**Document**:
Is there strong opposition from Wordmark owners around something like this or is it just the difficulty of getting many people to agree on the same thing?


----------



## VacationForever (Dec 19, 2016)

Whichway said:


> Is there strong opposition from Wordmark owners around something like this or is it just the difficulty of getting many people to agree on the same thing?


The founding fathers of Worldmark put a tight governing document to protect the owners.  Worldmark was formed as a non-profit organization back then.


----------



## bizaro86 (Dec 19, 2016)

The highest turnout ever for anything Worldmark related is less than 40%, and that's mostly because they gave away a cruise for voting. 

Plus, a big chunk of those votes came from folks (including myself) who would be militantly opposed to merging the two.

Worldmark has way lower MF costs than club Wyndham,  and much greater flexibility. That would all likely be diluted in a merger, and the access worldmark owners would get in return wouldn't come close to making it worthwhile.

Any WM owner who wants that access can buy a cheap CWA contract, and a Wyndham owner could just buy a small WM contract.


----------



## VacationForever (Dec 19, 2016)

Plus the Worldmark governing document also limits MF increase per year.


----------



## ronparise (Dec 19, 2016)

sptung said:


> Plus the Worldmark governing document also limits MF increase per year.



But the limit (5%) is more than any of my club Wyndham resorts have raised their mf

And to the  point that Worldmark is a non profit. So is club Wyndham  and nearly every other cindi home owners association I'm aware of

Club Wyndham and worldmark are two separate and distinct timeshare programs.  I am confident that Wyndham has no secret plan to combine the two


----------



## ecwinch (Dec 20, 2016)

Almost every timeshare is organized as a non-profit corporate organization. Nothing unique about WM there.

**Dataset content**:
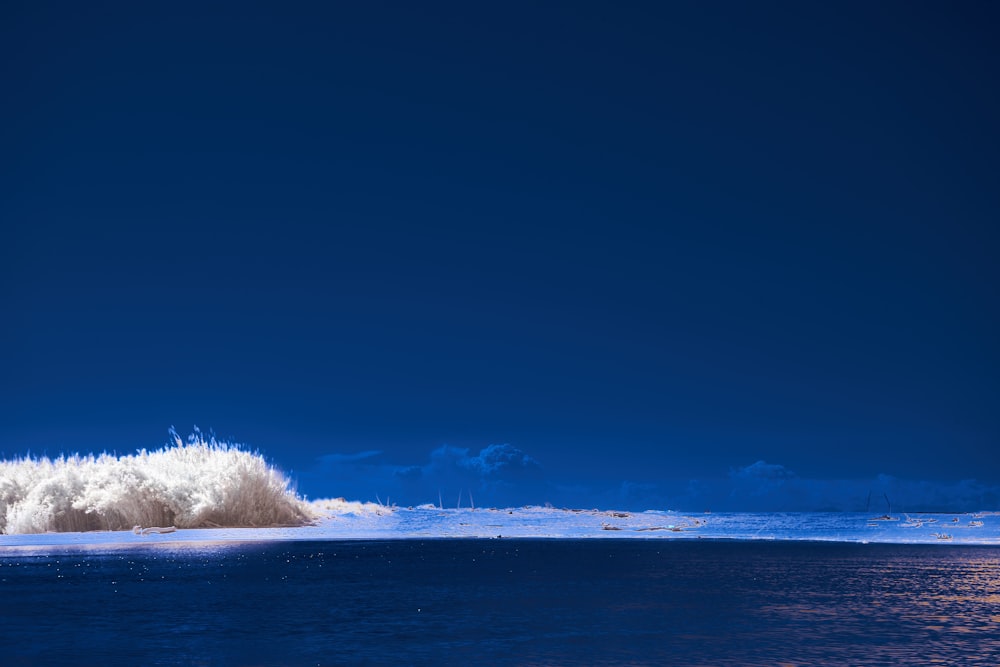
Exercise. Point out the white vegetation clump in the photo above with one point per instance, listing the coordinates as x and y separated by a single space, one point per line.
203 483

**Request A**:
Output the passage of the timeshare thread starting with "## bizaro86 (Dec" and going on through "cruise for voting.".
**Request B**:
Pick up the forum discussion on Worldmark and Club Wyndham timeshares after its final post and continue it.

**Answer A**:
## bizaro86 (Dec 19, 2016)

The highest turnout ever for anything Worldmark related is less than 40%, and that's mostly because they gave away a cruise for voting.

**Answer B**:
It is the specific provisions of the WM governing documents that afford the protections that prevent it. If WM owners approved a merger, Wyndham would need no approval from members of Club Wyndham.


----------



## ronparise (Dec 20, 2016)

ecwinch said:


> Almost every timeshare is organized as a non-profit corporate organization. Nothing unique about WM there.
> 
> It is the specific provisions of the WM governing documents that afford the protections that prevent it. If WM owners approved a merger, Wyndham would need no approval from members of Club Wyndham.






ecwinch said:


> Almost every timeshare is organized as a non-profit corporate organization. Nothing unique about WM there.
> 
> It is the specific provisions of the WM governing documents that afford the protections that prevent it. If WM owners approved a merger, Wyndham would need no approval from members of Club Wyndham.



As long as Wyndham owners actually own their resorts (We have deeds) and Worldmark owners only have a membership in a club I don't think a merger is possible; with or without owner or member approval. I mean how can they give my deed to the Worldmark club without my approval

However If our developer/ manager wants an effective "merger" I think all they have to do is open up Club Pass to all owners.  Club Wyndham owners could use their points at Worldmark resorts and Worldmark members could use their credits at Wyndham resorts and going forward,  each new resort could have some Wyndham rooms and some Worldmark rooms

That we don't see any Worldmark rooms in Clearwater or any Wyndham rooms in Scottsdale tells me that our common manager intends to keep them separate from each other and from Shell

EZPZ


----------



## ecwinch (Dec 20, 2016)

In Club Wyndham you assign your property rights to your deeded week to the trust in exchange for some points.

A merger would be between the two points systems. No deeds involved.

So Club Wyndham could easily "absorb" all the WM resorts in exchange for points if the WM owners voted to do so. They do this all the time with existing timeshares - the Pahio resorts, Smugglers, etc - but in a piecemeal fashion. WM would be a huge transaction, but no different.


----------



## ronparise (Dec 20, 2016)

ecwinch said:


> In Club Wyndham you assign your property rights to your deeded week to the trust in exchange for some points.
> 
> A merger would be between the two points systems. No deeds involved.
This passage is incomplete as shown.